TASK SET:
a: Copy the Passim notebook text word for word, starting at "The [Passim package](https://github.com/dasmiq/passim)" and ending at "Environment (build 11.0.17+8-post-Ubuntu-1ubuntu218.04)".
b: What three things does the Passim notebook's opening paragraph say the notebook itself does?
c: In the Passim notebook, why is there a check for a working `java` executable?

SOURCE:

The [Passim package](https://github.com/dasmiq/passim) is a python library and set of command-line tools for analyzing document for test reuse. This notebook walks through the simplest method of installing it and presents a couple of case studies with a small corpus. One of the main reasons to use Passim, however, is its scalability to larger corpora by taking advantage of clusters of machines using the [Apache Spark](https://spark.apache.org/) library. Although we don't discuss issues with these large deployments here, we do show a simple example of using Spark to manipulate Passim's output.

Since Spark uses java code at runtime, we check that we have a working `java` executable.

In [1]:
!java --version

openjdk 11.0.17 2022-10-18
OpenJDK Runtime Environment (build 11.0.17+8-post-Ubuntu-1ubuntu218.04)

DATASET SECTION:
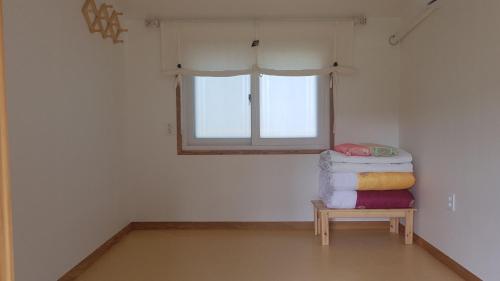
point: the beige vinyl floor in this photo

RESULTS BY TASK:
a:
The [Passim package](https://github.com/dasmiq/passim) is a python library and set of command-line tools for analyzing document for test reuse. This notebook walks through the simplest method of installing it and presents a couple of case studies with a small corpus. One of the main reasons to use Passim, however, is its scalability to larger corpora by taking advantage of clusters of machines using the [Apache Spark](https://spark.apache.org/) library. Although we don't discuss issues with these large deployments here, we do show a simple example of using Spark to manipulate Passim's output.

Since Spark uses java code at runtime, we check that we have a working `java` executable.

In [1]:
!java --version

openjdk 11.0.17 2022-10-18
OpenJDK Runtime Environment (build 11.0.17+8-post-Ubuntu-1ubuntu218.04)

b:
- Walks through the simplest method of installing Passim
- Presents a couple of case studies with a small corpus
- Shows a simple example of using Spark to manipulate Passim's output

c: Because Spark uses java code at runtime.